--- begin Provided records ---

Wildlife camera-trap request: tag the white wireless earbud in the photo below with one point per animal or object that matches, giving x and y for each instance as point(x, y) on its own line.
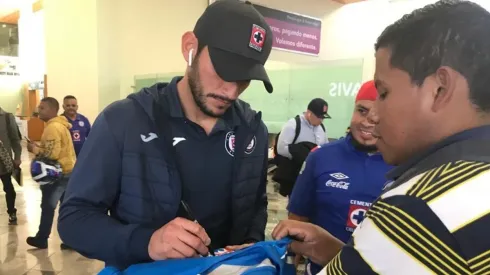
point(189, 60)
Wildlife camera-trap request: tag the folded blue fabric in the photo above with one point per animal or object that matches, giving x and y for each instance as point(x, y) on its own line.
point(264, 258)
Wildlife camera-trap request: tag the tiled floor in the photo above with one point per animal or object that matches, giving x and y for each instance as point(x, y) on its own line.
point(18, 258)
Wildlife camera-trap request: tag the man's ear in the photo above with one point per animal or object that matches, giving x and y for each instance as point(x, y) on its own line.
point(443, 92)
point(189, 47)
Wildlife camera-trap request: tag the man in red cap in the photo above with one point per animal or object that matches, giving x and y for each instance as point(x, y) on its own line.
point(341, 179)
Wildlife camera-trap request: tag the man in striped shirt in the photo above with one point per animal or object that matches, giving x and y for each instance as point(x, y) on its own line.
point(432, 119)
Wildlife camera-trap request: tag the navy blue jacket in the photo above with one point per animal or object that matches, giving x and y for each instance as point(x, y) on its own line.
point(123, 189)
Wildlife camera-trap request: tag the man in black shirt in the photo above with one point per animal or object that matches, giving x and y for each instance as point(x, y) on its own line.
point(188, 142)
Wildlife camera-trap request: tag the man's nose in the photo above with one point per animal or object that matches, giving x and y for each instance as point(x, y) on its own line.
point(230, 90)
point(373, 117)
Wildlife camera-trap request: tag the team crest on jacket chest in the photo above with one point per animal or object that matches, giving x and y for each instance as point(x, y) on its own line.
point(230, 144)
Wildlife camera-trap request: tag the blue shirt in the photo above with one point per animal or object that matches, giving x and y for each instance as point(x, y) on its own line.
point(336, 187)
point(79, 131)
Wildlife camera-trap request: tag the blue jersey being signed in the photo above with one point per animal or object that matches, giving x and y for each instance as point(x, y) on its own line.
point(336, 187)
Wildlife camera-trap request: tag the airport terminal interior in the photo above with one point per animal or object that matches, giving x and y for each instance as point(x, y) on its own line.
point(101, 51)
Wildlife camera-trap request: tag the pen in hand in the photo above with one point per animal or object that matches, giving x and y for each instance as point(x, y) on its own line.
point(191, 217)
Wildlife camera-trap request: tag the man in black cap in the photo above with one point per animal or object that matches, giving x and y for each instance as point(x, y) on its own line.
point(179, 152)
point(293, 144)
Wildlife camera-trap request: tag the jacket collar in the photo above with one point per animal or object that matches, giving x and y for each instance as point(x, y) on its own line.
point(475, 133)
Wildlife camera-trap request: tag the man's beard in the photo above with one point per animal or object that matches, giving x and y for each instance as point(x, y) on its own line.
point(198, 94)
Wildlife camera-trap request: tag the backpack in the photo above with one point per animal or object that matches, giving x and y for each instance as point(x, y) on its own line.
point(262, 258)
point(296, 133)
point(7, 121)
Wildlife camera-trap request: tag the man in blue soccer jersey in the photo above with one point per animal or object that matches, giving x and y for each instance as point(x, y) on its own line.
point(80, 124)
point(340, 180)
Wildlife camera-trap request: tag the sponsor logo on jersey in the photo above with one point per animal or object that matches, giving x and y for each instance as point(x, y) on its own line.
point(339, 176)
point(338, 184)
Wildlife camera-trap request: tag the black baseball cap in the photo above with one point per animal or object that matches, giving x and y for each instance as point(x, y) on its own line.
point(319, 108)
point(238, 39)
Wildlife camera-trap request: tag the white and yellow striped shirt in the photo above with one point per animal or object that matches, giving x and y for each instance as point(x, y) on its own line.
point(438, 222)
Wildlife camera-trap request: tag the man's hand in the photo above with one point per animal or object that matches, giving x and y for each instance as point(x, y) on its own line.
point(180, 238)
point(238, 247)
point(310, 240)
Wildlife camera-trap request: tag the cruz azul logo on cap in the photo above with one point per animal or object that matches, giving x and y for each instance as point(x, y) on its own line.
point(257, 38)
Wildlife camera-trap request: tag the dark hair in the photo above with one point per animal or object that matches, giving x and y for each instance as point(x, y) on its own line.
point(52, 102)
point(69, 97)
point(451, 33)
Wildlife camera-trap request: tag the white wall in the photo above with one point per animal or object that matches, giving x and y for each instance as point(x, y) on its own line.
point(151, 36)
point(96, 56)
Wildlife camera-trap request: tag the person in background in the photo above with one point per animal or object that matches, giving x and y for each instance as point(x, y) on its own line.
point(432, 120)
point(10, 140)
point(341, 179)
point(293, 144)
point(190, 144)
point(80, 125)
point(56, 144)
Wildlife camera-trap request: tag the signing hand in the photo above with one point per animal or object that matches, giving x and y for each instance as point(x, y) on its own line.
point(310, 240)
point(180, 238)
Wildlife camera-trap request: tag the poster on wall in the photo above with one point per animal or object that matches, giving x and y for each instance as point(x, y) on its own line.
point(292, 32)
point(9, 66)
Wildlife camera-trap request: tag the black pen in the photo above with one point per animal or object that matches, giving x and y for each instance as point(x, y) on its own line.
point(191, 217)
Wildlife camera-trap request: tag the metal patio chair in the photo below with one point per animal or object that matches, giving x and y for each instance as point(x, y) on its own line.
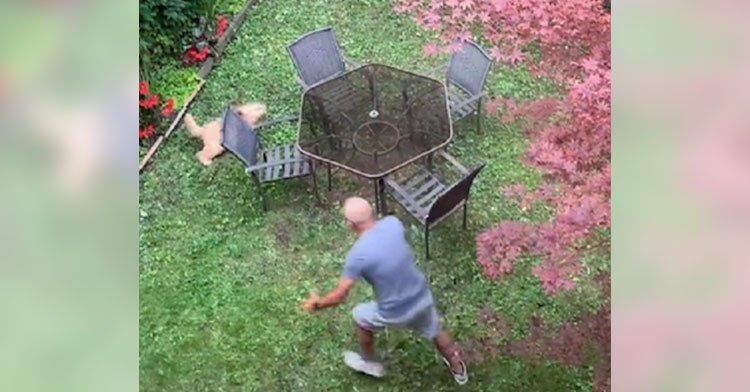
point(424, 196)
point(317, 57)
point(465, 75)
point(264, 165)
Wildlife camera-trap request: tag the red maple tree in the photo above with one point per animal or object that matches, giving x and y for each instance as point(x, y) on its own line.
point(569, 43)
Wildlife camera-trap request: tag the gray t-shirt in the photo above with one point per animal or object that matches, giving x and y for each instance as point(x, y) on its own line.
point(383, 258)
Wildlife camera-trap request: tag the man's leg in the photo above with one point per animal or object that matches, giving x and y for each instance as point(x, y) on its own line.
point(366, 319)
point(448, 350)
point(367, 342)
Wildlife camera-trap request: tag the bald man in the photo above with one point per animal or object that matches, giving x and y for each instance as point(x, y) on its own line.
point(382, 257)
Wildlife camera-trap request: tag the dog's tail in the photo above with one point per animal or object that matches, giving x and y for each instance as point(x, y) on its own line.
point(193, 129)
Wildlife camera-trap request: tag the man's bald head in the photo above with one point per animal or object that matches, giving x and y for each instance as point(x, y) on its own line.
point(358, 212)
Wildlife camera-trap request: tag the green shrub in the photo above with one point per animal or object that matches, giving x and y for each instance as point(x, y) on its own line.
point(167, 27)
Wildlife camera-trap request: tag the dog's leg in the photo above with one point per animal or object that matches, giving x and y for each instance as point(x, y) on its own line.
point(204, 157)
point(193, 129)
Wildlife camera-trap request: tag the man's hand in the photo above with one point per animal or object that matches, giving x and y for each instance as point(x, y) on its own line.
point(312, 302)
point(335, 297)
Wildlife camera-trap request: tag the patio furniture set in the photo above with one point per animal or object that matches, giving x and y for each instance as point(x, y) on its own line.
point(374, 121)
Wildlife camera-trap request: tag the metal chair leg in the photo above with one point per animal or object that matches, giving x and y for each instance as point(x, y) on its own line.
point(427, 241)
point(466, 204)
point(329, 176)
point(479, 115)
point(383, 207)
point(315, 182)
point(264, 203)
point(377, 197)
point(260, 190)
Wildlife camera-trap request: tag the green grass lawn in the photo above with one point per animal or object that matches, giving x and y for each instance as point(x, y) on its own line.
point(221, 282)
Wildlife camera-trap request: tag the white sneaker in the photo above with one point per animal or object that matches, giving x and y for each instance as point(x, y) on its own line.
point(356, 362)
point(460, 378)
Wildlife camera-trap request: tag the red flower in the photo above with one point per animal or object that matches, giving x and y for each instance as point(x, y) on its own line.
point(168, 107)
point(143, 88)
point(149, 103)
point(192, 56)
point(203, 54)
point(145, 133)
point(222, 26)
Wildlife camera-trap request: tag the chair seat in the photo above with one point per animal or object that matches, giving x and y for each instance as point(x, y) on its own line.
point(291, 163)
point(417, 192)
point(455, 100)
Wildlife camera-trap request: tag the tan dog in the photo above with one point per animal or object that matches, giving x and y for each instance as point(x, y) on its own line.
point(211, 133)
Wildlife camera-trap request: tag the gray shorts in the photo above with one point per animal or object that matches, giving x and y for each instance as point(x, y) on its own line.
point(427, 322)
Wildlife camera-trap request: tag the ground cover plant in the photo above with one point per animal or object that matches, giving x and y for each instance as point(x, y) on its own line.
point(221, 282)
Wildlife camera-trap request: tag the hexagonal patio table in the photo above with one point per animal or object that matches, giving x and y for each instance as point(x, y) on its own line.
point(374, 120)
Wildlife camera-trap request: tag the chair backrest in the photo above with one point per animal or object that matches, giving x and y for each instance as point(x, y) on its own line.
point(468, 67)
point(316, 56)
point(239, 138)
point(458, 192)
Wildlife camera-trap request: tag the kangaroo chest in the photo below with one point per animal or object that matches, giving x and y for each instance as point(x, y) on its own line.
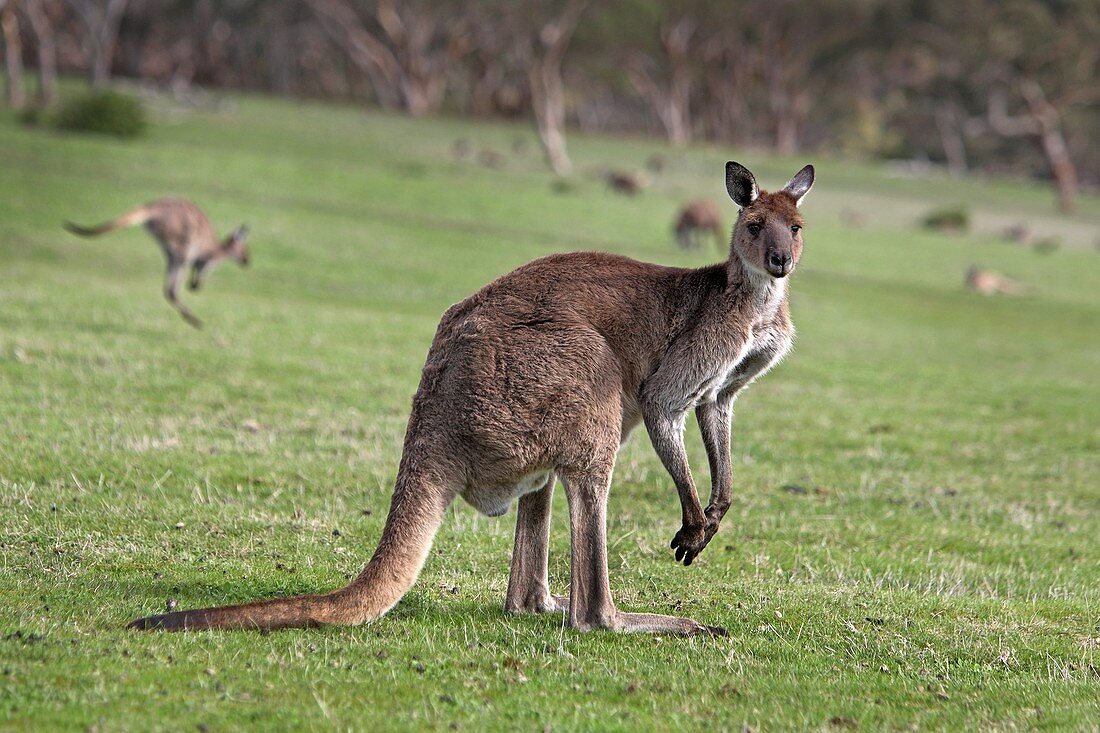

--- end Provided records ---

### [What is required]
Starting at the line of the listing that contains "Wildlife camera-trap request: tag the white sneaker" and stopping after the line that contains "point(374, 120)", recast those lines as a JSON list of strings, one string per line. Skip any blank lines.

### [The response]
[
  "Wildlife camera-trap request: tag the white sneaker in the photo above with one point per animal or object that matches, giving x and y for each instance as point(x, y) on its own line.",
  "point(356, 362)",
  "point(460, 378)",
  "Wildlife camera-trap request: tag the red flower in the photo above with one point per animal or object that matches, giving x and y for each instance as point(x, y) on its own line.",
  "point(168, 107)",
  "point(143, 88)",
  "point(149, 103)",
  "point(192, 56)",
  "point(203, 54)",
  "point(145, 133)",
  "point(222, 26)",
  "Wildlife camera-trap request: tag the chair seat in the photo above with one point per animal or object that matches, giving x and y for each instance as point(x, y) on its own line.",
  "point(291, 163)",
  "point(417, 192)",
  "point(455, 100)",
  "Wildlife camera-trap request: tag the tan dog in the photo above with one point per animal or object that matches, giving x and y for each instance as point(x, y) on its own line.",
  "point(211, 133)",
  "Wildlife camera-trap request: tag the gray shorts in the photo above with one point per animal or object that matches, giving x and y for each instance as point(x, y) on its own line.",
  "point(427, 322)",
  "Wildlife camera-trap request: tag the ground cover plant in the photo above with one point per animal or object that matches, giving x and y for each instance as point(x, y) on its own line.",
  "point(221, 282)",
  "Wildlife camera-trap request: tag the hexagonal patio table in the photo above with one point per animal or object that matches, giving x and y for each instance as point(x, y) on its own line.",
  "point(374, 120)"
]